* Exercise *
Repeat back the entries that follow, keeping every word as it is.

Point localization data
------------------------------------------------------------

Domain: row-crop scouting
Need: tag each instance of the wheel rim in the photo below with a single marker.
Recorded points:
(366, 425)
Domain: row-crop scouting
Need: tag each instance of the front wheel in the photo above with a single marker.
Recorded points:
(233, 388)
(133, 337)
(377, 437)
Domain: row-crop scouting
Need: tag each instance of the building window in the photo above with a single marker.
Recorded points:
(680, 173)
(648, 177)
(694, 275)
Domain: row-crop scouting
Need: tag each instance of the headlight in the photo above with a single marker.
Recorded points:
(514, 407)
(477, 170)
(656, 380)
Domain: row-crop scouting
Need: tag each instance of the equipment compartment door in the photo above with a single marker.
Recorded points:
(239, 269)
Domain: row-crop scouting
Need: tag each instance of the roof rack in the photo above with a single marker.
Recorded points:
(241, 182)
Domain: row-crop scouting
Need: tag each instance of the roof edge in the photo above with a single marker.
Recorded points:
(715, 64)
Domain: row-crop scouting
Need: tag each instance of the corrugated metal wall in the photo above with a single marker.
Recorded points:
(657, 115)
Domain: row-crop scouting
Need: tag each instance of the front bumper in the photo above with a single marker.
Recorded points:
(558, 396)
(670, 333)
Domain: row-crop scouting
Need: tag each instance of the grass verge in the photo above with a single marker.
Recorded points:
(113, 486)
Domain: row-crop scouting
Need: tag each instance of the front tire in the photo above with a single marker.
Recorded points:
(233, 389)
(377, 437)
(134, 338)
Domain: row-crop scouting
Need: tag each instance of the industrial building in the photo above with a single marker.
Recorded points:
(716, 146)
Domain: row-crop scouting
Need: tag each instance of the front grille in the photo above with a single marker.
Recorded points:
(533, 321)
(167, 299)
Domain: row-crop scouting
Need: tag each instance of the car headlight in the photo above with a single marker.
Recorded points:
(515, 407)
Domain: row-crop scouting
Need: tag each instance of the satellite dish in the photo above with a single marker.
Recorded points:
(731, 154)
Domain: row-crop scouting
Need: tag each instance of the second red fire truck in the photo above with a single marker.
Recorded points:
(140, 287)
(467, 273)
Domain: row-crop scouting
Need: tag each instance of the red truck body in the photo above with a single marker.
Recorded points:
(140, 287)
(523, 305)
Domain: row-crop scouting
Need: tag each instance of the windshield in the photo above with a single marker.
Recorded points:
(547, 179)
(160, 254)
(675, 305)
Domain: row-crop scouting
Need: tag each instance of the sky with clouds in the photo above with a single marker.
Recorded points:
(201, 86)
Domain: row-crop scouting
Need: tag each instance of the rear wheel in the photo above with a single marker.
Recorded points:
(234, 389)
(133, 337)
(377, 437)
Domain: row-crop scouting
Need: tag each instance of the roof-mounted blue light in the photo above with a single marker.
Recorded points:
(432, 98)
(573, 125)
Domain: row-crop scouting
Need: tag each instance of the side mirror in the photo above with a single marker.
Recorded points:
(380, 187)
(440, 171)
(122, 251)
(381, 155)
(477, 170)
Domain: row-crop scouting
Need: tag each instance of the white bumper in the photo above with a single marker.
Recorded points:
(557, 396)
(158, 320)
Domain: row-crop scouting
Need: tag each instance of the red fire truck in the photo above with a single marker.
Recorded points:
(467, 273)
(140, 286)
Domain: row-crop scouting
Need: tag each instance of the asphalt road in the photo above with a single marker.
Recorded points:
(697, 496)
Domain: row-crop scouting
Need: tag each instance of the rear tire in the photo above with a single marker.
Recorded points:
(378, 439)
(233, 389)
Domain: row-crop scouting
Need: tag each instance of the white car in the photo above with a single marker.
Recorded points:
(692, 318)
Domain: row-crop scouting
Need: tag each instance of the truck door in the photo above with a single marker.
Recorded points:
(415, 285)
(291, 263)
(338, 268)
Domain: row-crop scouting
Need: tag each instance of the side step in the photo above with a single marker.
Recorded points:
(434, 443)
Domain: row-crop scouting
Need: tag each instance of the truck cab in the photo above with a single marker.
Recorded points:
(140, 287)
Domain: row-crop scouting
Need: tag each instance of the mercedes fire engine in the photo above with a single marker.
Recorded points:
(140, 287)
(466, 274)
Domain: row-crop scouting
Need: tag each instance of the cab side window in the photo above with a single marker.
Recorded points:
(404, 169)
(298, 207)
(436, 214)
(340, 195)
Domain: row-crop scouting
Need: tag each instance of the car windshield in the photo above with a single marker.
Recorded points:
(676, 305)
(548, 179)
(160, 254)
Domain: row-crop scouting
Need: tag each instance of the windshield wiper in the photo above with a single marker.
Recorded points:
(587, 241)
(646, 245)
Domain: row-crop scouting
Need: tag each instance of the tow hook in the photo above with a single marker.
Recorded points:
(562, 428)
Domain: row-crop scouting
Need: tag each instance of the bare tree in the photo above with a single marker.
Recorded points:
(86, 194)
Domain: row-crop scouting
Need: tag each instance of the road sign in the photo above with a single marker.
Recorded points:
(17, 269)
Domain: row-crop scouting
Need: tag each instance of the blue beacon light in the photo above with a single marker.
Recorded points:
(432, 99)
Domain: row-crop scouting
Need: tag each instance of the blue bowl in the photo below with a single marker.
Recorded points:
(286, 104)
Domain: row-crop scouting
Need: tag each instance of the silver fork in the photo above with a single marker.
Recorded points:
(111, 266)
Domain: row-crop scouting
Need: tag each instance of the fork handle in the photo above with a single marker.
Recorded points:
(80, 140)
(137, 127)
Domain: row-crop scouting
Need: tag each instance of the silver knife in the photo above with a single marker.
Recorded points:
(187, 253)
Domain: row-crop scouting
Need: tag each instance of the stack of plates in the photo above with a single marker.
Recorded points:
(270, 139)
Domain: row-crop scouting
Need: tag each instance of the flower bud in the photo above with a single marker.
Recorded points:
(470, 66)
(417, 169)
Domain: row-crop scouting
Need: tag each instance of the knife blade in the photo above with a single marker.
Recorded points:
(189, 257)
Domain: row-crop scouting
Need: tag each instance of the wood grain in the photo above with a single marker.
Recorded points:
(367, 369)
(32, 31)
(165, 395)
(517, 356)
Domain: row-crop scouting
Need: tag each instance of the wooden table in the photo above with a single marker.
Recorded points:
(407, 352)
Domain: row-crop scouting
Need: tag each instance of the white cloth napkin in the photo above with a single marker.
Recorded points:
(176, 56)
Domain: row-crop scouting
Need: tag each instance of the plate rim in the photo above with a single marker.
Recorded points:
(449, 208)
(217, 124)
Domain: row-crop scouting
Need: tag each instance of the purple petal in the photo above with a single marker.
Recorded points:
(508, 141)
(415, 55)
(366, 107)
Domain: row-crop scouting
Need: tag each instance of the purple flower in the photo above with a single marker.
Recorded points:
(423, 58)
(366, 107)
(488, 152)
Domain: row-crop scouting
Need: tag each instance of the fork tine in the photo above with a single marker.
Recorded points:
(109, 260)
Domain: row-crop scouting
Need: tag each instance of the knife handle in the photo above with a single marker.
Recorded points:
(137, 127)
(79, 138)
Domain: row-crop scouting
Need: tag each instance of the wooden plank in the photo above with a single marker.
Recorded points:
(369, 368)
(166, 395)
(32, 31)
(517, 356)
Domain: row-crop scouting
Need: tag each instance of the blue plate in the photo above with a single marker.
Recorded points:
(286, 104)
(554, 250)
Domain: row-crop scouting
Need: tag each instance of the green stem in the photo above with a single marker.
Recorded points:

------------------------------------------------------------

* Solution for this problem *
Domain: row-crop scouting
Need: tag each instance of the wheel rim in the photo below with a single marker.
Recorded points:
(366, 425)
Domain: row-crop scouting
Need: tag each instance of the front wheel in the photo above with a single marker.
Recorded points:
(233, 388)
(133, 337)
(377, 437)
Domain: row-crop scouting
Need: tag each instance of the building window in the photo above with a single marker.
Recorded points:
(680, 173)
(648, 177)
(694, 275)
Domain: row-crop scouting
Need: tag each instance of the headlight in the photo above with a single marker.
Recorded points:
(514, 407)
(477, 170)
(656, 380)
Domain: row-crop scouting
Need: tag each instance of the equipment compartment door in the photo above with a single marker.
Recorded points:
(239, 269)
Domain: row-crop scouting
Need: tag each instance of the roof rack in the photo above with a single marker.
Recorded points:
(241, 182)
Domain: row-crop scouting
Need: tag each instance of the roof edge in the photo above with a single marker.
Recorded points:
(715, 64)
Domain: row-crop scouting
Need: tag each instance of the corrugated metal wall in the photo above with a single marker.
Recorded points:
(657, 115)
Domain: row-crop scouting
Need: tag each instance of the front bumper in the photo above with a single marker.
Recorded points:
(558, 396)
(670, 333)
Domain: row-crop scouting
Need: tag each instance of the grass verge in the photo above with a single marker.
Recorded points:
(113, 486)
Domain: row-crop scouting
Need: tag each instance of the front tire in the photo above with a single marker.
Recorded points:
(233, 389)
(377, 437)
(134, 338)
Domain: row-crop scouting
Need: tag each instance of the industrial building in the photo above with a single marker.
Recorded points:
(716, 146)
Domain: row-crop scouting
Need: tag each instance of the front grille in the photo above with a single marker.
Recorded points:
(533, 321)
(167, 299)
Domain: row-crop scouting
Need: tag each instance of the car headlight in the photo above with a single marker.
Recorded points:
(515, 407)
Domain: row-crop scouting
Need: tag each instance of the satellite dish in the photo above with a single marker.
Recorded points:
(731, 154)
Domain: row-crop scouting
Need: tag each instance of the second red fire truck in the photo above with a single marker.
Recorded points:
(140, 287)
(467, 273)
Domain: row-crop scouting
Need: tag each instance of the red truck body in the photo above with a single marker.
Recorded points:
(140, 287)
(523, 305)
Domain: row-crop scouting
Need: tag each instance of the windshield in the photo above with a single marker.
Recorded points:
(547, 179)
(160, 254)
(675, 305)
Domain: row-crop scouting
Need: tag each instance of the sky with clouds in the photo above with a single marker.
Recorded points:
(201, 86)
Domain: row-crop scouting
Need: tag each instance of the rear wheel in the photo above with a single marker.
Recorded points:
(234, 389)
(133, 337)
(377, 437)
Domain: row-crop scouting
Need: tag each instance of the roof-mounted blue light in the photo above with a single marker.
Recorded points:
(432, 98)
(573, 125)
Domain: row-crop scouting
Need: tag each instance of the side mirror in the photo above with a single marker.
Recorded points:
(380, 187)
(440, 171)
(122, 251)
(381, 155)
(477, 170)
Domain: row-crop scouting
Need: tag each instance of the white bumper in the photo above with a single marker.
Recorded points:
(557, 396)
(158, 320)
Domain: row-crop scouting
Need: tag each instance of the red fire truck in the photo above with a single marker.
Recorded points:
(467, 273)
(140, 286)
Domain: row-crop scouting
Need: tag each instance of the asphalt road in the photo above with a single marker.
Recorded points:
(697, 496)
Domain: row-crop scouting
Need: tag each instance of the rear tire in the photo above with a single marker.
Recorded points:
(378, 439)
(233, 389)
Domain: row-crop scouting
Need: tag each instance of the white car in the photo above with a single marker.
Recorded points:
(692, 318)
Domain: row-crop scouting
Need: tag each instance of the truck door in the photo above with a single marker.
Recorded points:
(415, 285)
(291, 263)
(338, 268)
Domain: row-crop scouting
Need: tag each instance of the side step in the photo above with a single marker.
Recorded points:
(434, 443)
Domain: row-crop scouting
Need: tag each instance of the truck cab in the photo above with a single marker.
Recorded points:
(140, 287)
Domain: row-crop scouting
Need: tag each instance of the mercedes fire engine in the photo above with a single marker.
Recorded points:
(140, 287)
(466, 274)
Domain: row-crop scouting
Need: tag each instance of the cab side window in the photo above with a single marker.
Recorded points:
(404, 169)
(298, 207)
(436, 214)
(340, 195)
Domain: row-crop scouting
Need: tag each instance of the car windshield in the photo above with a single marker.
Recorded points:
(676, 305)
(548, 179)
(160, 254)
Domain: row-crop scouting
Need: tag each instance of the windshield wiper in the photo above with a single marker.
Recorded points:
(587, 241)
(646, 245)
Domain: row-crop scouting
Need: tag each instance of the tow hook in the photo above with a single marker.
Recorded points:
(562, 428)
Domain: row-crop scouting
Need: tag each instance of the bare tree in the photo above with a single marker.
Recorded points:
(86, 194)
Domain: row-crop scouting
Need: tag each instance of the road sign in the photo above with a single marker.
Recorded points:
(17, 269)
Domain: row-crop scouting
Need: tag each instance of the blue beacon light in the photo above with a single marker.
Recorded points:
(432, 99)
Domain: row-crop scouting
Need: tag each instance of the blue bowl in the photo below with a single marker.
Recorded points:
(286, 104)
Domain: row-crop scouting
Need: tag each instance of the silver fork in the photo above with a single marker.
Recorded points:
(111, 266)
Domain: row-crop scouting
Need: tag each instance of the fork handle in the photo above with a single marker.
Recorded points:
(80, 140)
(137, 127)
Domain: row-crop scouting
Need: tag each instance of the silver knife in the photo above with a single marker.
Recorded points:
(187, 253)
Domain: row-crop scouting
Need: tag each instance of the stack of plates in the photo above with a single marker.
Recorded points:
(270, 139)
Domain: row-crop scouting
Need: tag each instance of the flower bud in the photo above with a single marker.
Recorded points:
(470, 66)
(417, 169)
Domain: row-crop scouting
Need: tag each instance of the knife blade in the photo above with a single marker.
Recorded points:
(189, 257)
Domain: row-crop scouting
Need: tag each instance of the wood grain in the photo above with a single marker.
Recorded points:
(367, 369)
(32, 31)
(165, 395)
(517, 356)
Domain: row-crop scouting
Need: tag each instance of the wooden table in the photo above with a single marker.
Recorded points:
(407, 352)
Domain: row-crop scouting
Need: tag each instance of the white cloth napkin in the photo above with a single marker.
Recorded points:
(176, 56)
Domain: row-crop scouting
Need: tag each instance of the plate rim in the photo above with a single marker.
Recorded points:
(449, 208)
(217, 124)
Domain: row-crop scouting
Need: tag each instance of the purple petal in the photo above with a single marker.
Recorded points:
(508, 141)
(415, 55)
(366, 107)
Domain: row-crop scouting
Need: tag each instance of the purple flower in the photo above with a single marker.
Recorded points:
(423, 58)
(366, 107)
(488, 152)
Domain: row-crop scouting
Need: tag each instance of the fork tine in the photo above with a single marker.
Recorded points:
(109, 260)
Domain: row-crop scouting
Need: tag each instance of the knife handle in the photo above with a single marker.
Recorded points:
(137, 127)
(79, 138)
Domain: row-crop scouting
Need: tag each instance of the wooden plank in the photo above with a single marker.
Recorded points:
(369, 368)
(166, 395)
(32, 31)
(517, 356)
Domain: row-crop scouting
Need: tag each instance of the blue plate in the photo above with a single marker.
Recorded points:
(286, 104)
(554, 250)
Domain: row-crop scouting
Need: tag each instance of the green stem in the photo above with a single marker.
Recorded points:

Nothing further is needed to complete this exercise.